EXERCISE REQUIREMENTS: Retype exactly what runs from the first line of the data to the line with "Target: white shirt", keeping both of those lines and skipping pictures.

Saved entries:
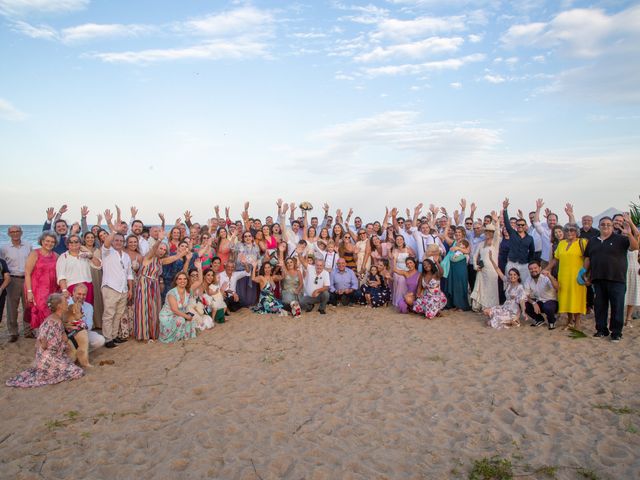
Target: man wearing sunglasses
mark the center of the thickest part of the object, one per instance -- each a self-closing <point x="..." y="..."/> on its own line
<point x="316" y="288"/>
<point x="606" y="261"/>
<point x="521" y="247"/>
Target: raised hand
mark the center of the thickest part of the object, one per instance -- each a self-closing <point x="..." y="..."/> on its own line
<point x="568" y="209"/>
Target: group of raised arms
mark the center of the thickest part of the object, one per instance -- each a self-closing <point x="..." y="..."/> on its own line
<point x="88" y="286"/>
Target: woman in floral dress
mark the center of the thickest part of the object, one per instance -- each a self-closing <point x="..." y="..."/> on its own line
<point x="430" y="298"/>
<point x="175" y="322"/>
<point x="267" y="303"/>
<point x="52" y="364"/>
<point x="508" y="314"/>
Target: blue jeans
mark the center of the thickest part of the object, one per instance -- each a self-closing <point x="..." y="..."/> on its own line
<point x="609" y="294"/>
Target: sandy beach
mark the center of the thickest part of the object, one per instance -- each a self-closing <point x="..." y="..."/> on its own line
<point x="354" y="394"/>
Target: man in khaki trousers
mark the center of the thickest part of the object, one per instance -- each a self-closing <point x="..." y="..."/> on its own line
<point x="117" y="284"/>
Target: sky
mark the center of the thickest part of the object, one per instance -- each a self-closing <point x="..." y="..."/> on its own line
<point x="185" y="105"/>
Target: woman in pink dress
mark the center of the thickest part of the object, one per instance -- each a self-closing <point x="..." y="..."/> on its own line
<point x="40" y="278"/>
<point x="52" y="364"/>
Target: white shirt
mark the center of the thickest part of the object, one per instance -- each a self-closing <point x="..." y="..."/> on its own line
<point x="541" y="289"/>
<point x="545" y="236"/>
<point x="116" y="269"/>
<point x="231" y="282"/>
<point x="423" y="241"/>
<point x="73" y="269"/>
<point x="16" y="257"/>
<point x="314" y="281"/>
<point x="537" y="239"/>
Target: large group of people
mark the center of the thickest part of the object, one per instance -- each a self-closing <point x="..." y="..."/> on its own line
<point x="154" y="283"/>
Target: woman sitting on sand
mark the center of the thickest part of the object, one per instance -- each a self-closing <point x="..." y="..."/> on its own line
<point x="175" y="322"/>
<point x="508" y="314"/>
<point x="267" y="303"/>
<point x="430" y="299"/>
<point x="52" y="364"/>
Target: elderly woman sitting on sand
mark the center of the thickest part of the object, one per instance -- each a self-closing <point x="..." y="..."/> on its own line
<point x="52" y="364"/>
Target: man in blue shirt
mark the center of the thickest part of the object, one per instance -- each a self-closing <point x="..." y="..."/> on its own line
<point x="344" y="284"/>
<point x="521" y="246"/>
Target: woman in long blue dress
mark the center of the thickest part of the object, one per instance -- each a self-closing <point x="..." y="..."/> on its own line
<point x="267" y="303"/>
<point x="175" y="322"/>
<point x="457" y="286"/>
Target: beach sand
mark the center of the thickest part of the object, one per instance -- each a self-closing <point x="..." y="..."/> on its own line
<point x="354" y="394"/>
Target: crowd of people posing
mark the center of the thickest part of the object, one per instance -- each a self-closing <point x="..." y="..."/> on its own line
<point x="132" y="281"/>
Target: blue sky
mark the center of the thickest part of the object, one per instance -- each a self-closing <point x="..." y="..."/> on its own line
<point x="173" y="105"/>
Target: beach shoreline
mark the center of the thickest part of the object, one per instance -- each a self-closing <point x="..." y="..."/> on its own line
<point x="357" y="393"/>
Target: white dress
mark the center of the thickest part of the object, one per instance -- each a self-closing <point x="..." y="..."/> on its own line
<point x="632" y="296"/>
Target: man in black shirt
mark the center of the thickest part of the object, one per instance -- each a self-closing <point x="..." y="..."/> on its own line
<point x="521" y="246"/>
<point x="588" y="232"/>
<point x="606" y="260"/>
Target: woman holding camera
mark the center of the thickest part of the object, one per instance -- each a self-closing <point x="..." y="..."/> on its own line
<point x="175" y="322"/>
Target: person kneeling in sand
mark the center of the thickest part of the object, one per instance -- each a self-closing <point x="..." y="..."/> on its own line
<point x="79" y="295"/>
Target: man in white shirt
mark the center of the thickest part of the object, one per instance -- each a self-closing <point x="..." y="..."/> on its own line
<point x="79" y="295"/>
<point x="544" y="230"/>
<point x="15" y="254"/>
<point x="228" y="279"/>
<point x="117" y="286"/>
<point x="316" y="288"/>
<point x="542" y="294"/>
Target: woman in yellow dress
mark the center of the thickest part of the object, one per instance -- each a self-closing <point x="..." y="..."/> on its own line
<point x="569" y="256"/>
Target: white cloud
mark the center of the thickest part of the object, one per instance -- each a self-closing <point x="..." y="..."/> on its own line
<point x="416" y="50"/>
<point x="242" y="20"/>
<point x="42" y="32"/>
<point x="395" y="29"/>
<point x="9" y="112"/>
<point x="494" y="78"/>
<point x="16" y="8"/>
<point x="397" y="133"/>
<point x="212" y="50"/>
<point x="236" y="34"/>
<point x="580" y="32"/>
<point x="90" y="31"/>
<point x="413" y="68"/>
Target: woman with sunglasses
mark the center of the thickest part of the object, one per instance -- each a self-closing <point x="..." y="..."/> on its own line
<point x="569" y="256"/>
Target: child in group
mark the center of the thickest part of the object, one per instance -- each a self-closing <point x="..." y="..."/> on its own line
<point x="372" y="284"/>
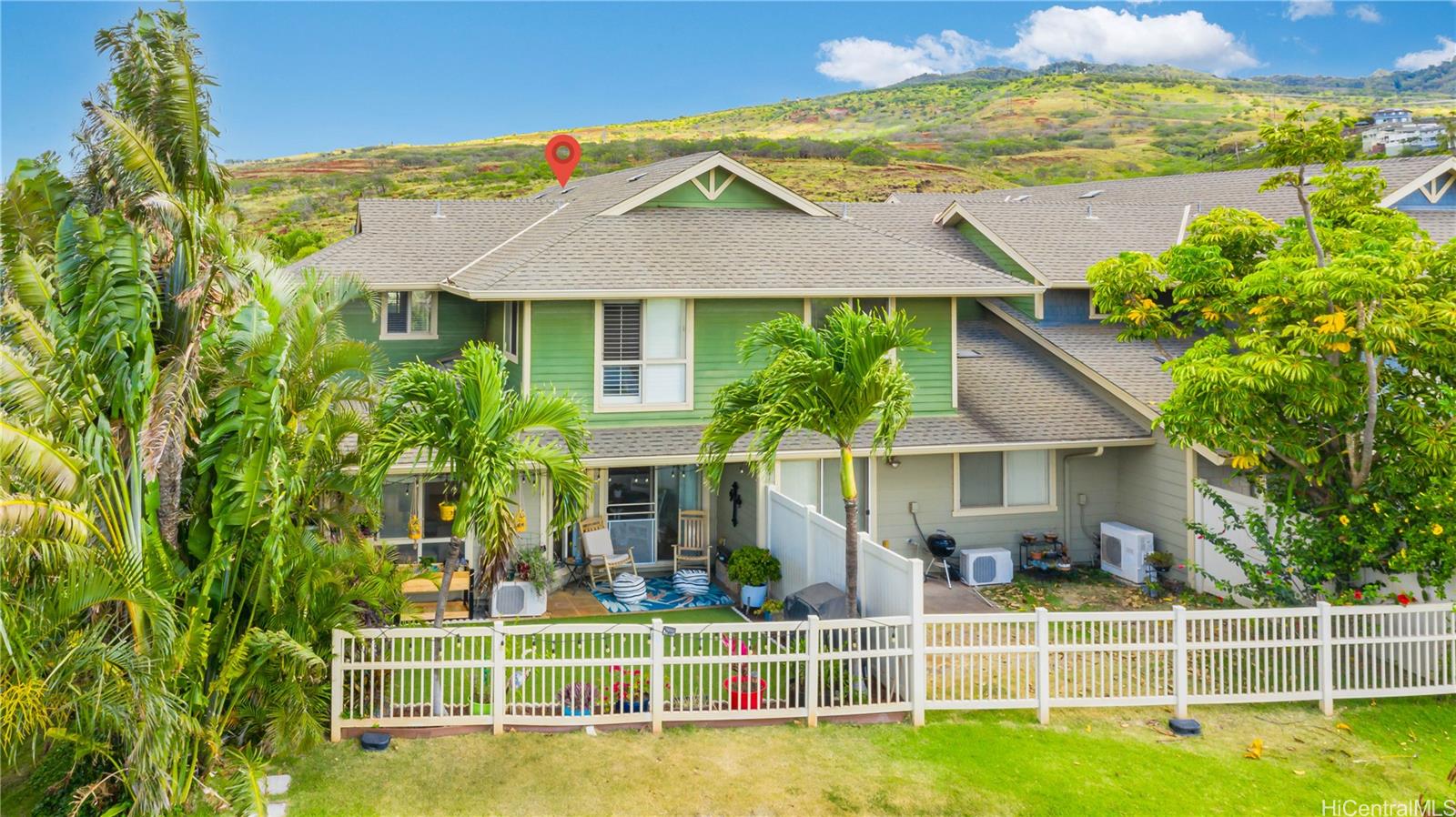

OUTPUT:
Target: man wearing sunglasses
mark the center of the thickest part of the object, one per instance -- each a self-closing <point x="..." y="..."/> on its own line
<point x="316" y="288"/>
<point x="606" y="261"/>
<point x="521" y="247"/>
Target: raised hand
mark the center of the thickest part of the object, one per instance -- each a self-closing <point x="..." y="..."/> on its own line
<point x="568" y="209"/>
Target: group of raised arms
mark the center of the thickest part of the object, one per instance -- each a self-closing <point x="..." y="..."/> on its own line
<point x="88" y="286"/>
Target: woman in floral dress
mark the center of the thickest part of the object, one per instance -- each a self-closing <point x="..." y="..."/> on its own line
<point x="430" y="298"/>
<point x="175" y="322"/>
<point x="267" y="303"/>
<point x="52" y="364"/>
<point x="508" y="314"/>
Target: blue jeans
mark the center of the thickest part of the object, one per instance -- each a self-closing <point x="..." y="..."/> on its own line
<point x="609" y="294"/>
Target: sandy beach
mark the center of the thickest part of the object, one per instance -- each a self-closing <point x="..." y="..."/> on its own line
<point x="354" y="394"/>
Target: man in khaki trousers
mark the center of the thickest part of the object, one per instance -- each a self-closing <point x="..." y="..."/> on its own line
<point x="117" y="284"/>
Target: sky
mark the center of the thickest part of the object, one per instance -- each a self-closing <point x="..." y="..."/> on its own line
<point x="185" y="105"/>
Target: woman in pink dress
mark the center of the thickest part of the object, one per instance -- each a self-closing <point x="..." y="..."/> on its own line
<point x="40" y="278"/>
<point x="52" y="364"/>
Target: white shirt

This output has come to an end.